- The paper demonstrates that fine-tuned LLMs like SuperCoder achieve 95.0% correctness and 1.46× speedup over gcc -O3.
- The methodology leverages reinforcement learning techniques (PPO and GRPO) on a robust CodeNet dataset to optimize assembly code while ensuring functional equivalence.
- The study highlights advanced optimizations, including instruction scheduling and improved register allocation, with implications for future compiler integration.
SuperCoder: Assembly Program Superoptimization with LLMs
Introduction
Superoptimization involves transforming a program to enhance its performance while maintaining its original functionality. The research on utilizing LLMs for this task addresses the potential of these models to function as superoptimizers, specifically for assembly programs that have already undergone optimization by high-performance compilers like gcc -O3. The significance of this work lies in demonstrating the capacity of LLMs, exemplified by the SuperCoder model, to further optimize code beyond what conventional compilers achieve.

WORK TASK 1: In the SuperCoder summary, what correctness rate does the fine-tuned model achieve?
WORK TASK 2: From the SuperCoder summary, reproduce the passage that starts with the words "- The study" and ends after the words "future compiler integration.".

RECORDS PROVIDED:
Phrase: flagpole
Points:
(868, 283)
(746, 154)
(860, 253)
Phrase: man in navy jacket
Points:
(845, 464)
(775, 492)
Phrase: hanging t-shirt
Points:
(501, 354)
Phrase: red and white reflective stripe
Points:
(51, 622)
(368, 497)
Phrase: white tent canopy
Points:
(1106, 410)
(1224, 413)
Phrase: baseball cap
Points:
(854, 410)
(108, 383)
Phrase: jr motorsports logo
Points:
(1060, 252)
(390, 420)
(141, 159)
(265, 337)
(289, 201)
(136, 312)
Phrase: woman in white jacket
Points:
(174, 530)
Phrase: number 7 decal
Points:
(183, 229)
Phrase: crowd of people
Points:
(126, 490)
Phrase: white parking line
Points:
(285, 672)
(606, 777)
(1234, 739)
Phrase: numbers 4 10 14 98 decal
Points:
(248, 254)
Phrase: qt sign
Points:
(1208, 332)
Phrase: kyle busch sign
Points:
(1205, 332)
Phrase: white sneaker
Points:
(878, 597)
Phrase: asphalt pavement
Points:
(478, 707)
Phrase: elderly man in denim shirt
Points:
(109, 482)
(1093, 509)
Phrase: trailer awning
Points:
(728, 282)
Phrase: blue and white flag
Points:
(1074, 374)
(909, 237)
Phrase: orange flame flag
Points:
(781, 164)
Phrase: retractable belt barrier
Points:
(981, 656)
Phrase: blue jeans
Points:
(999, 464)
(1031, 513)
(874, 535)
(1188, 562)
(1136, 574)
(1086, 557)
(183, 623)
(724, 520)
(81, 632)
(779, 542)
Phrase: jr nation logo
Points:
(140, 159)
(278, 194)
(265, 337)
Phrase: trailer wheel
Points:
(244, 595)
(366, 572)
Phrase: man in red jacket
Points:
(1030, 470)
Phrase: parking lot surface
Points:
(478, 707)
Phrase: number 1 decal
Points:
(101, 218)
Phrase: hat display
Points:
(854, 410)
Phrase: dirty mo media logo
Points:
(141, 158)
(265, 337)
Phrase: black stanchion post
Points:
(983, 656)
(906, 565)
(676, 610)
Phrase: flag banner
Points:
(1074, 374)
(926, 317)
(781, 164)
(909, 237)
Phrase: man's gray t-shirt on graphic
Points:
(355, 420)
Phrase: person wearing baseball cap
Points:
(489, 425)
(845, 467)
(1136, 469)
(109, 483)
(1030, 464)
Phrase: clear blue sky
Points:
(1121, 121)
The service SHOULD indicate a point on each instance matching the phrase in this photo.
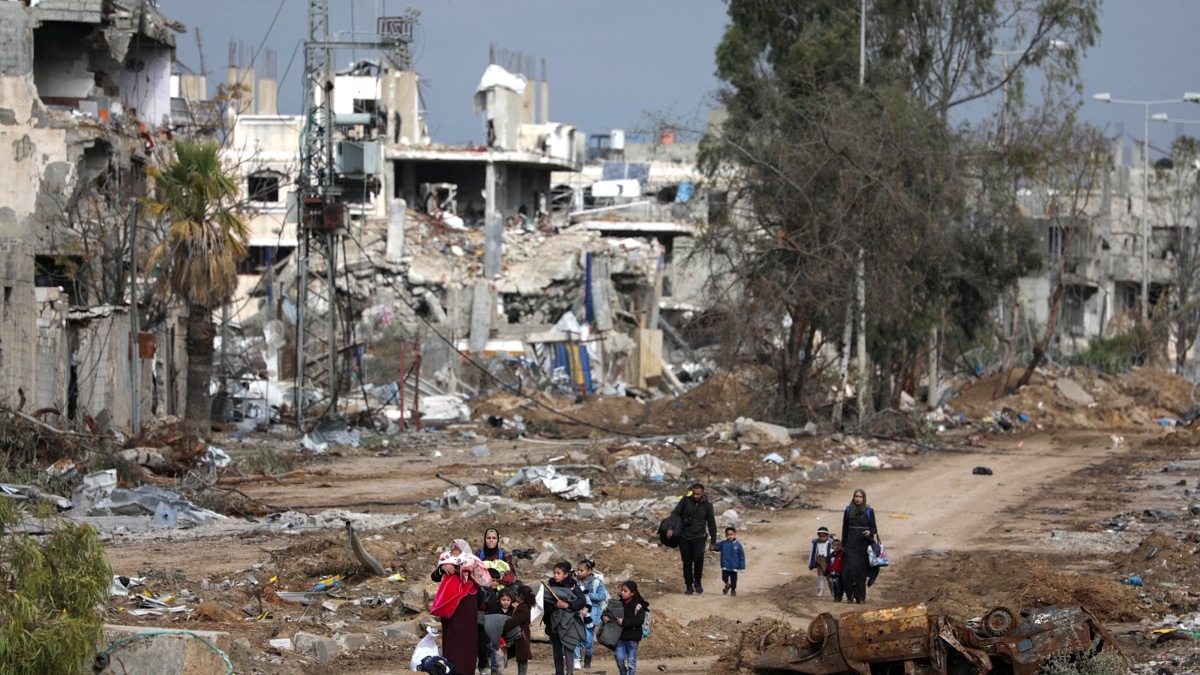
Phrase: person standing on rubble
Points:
(695, 513)
(459, 575)
(592, 584)
(857, 532)
(501, 559)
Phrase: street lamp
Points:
(1164, 118)
(1105, 97)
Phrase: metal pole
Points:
(400, 393)
(135, 347)
(331, 279)
(862, 43)
(861, 266)
(1145, 222)
(417, 383)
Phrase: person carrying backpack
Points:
(695, 513)
(631, 615)
(857, 532)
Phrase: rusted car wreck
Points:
(911, 640)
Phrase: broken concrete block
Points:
(171, 652)
(304, 641)
(648, 466)
(477, 509)
(325, 650)
(760, 432)
(1069, 389)
(353, 641)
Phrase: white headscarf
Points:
(467, 560)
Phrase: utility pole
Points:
(135, 329)
(322, 217)
(864, 381)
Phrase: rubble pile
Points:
(1074, 398)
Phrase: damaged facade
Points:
(1103, 269)
(85, 90)
(570, 303)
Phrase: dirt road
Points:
(928, 501)
(936, 503)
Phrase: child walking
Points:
(819, 559)
(503, 605)
(733, 560)
(630, 616)
(519, 647)
(835, 571)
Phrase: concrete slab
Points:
(165, 653)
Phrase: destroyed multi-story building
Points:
(1103, 269)
(415, 243)
(84, 105)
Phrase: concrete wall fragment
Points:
(18, 320)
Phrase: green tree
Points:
(196, 260)
(53, 587)
(1175, 197)
(823, 169)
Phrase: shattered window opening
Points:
(63, 72)
(263, 186)
(258, 258)
(60, 272)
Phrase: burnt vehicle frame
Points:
(910, 640)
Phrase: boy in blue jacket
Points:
(819, 559)
(733, 560)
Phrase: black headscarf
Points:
(486, 551)
(857, 509)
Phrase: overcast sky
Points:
(624, 63)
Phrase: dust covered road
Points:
(937, 505)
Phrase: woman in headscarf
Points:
(857, 532)
(497, 559)
(460, 575)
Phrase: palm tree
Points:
(197, 258)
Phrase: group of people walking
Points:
(844, 563)
(486, 611)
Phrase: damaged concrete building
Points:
(85, 90)
(577, 279)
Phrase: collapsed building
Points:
(585, 266)
(85, 103)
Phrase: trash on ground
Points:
(898, 637)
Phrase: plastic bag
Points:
(427, 646)
(876, 555)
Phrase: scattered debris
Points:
(906, 638)
(647, 466)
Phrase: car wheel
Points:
(999, 622)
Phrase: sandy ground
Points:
(994, 527)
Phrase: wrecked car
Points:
(911, 640)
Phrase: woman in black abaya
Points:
(857, 532)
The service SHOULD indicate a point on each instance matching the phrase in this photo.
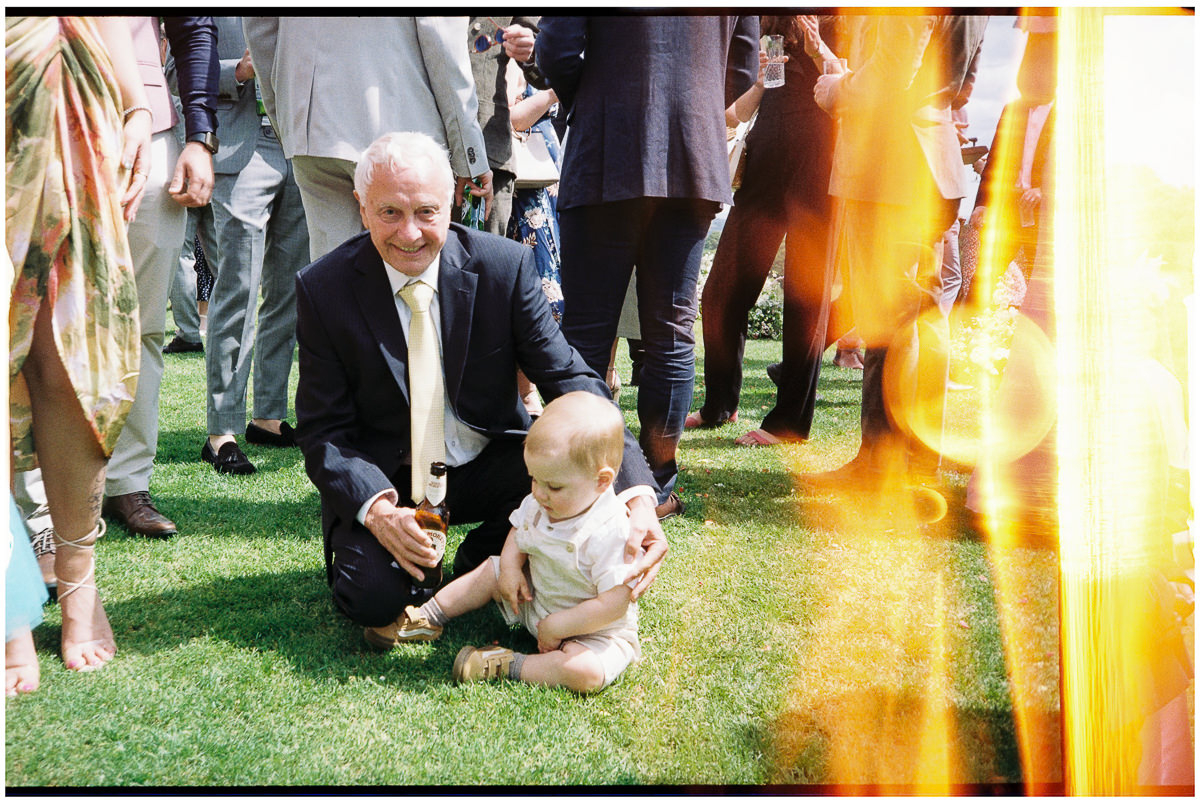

ANSWER BOX 1: 95.0%

ANSWER BOX 2:
- The study highlights advanced optimizations, including instruction scheduling and improved register allocation, with implications for future compiler integration.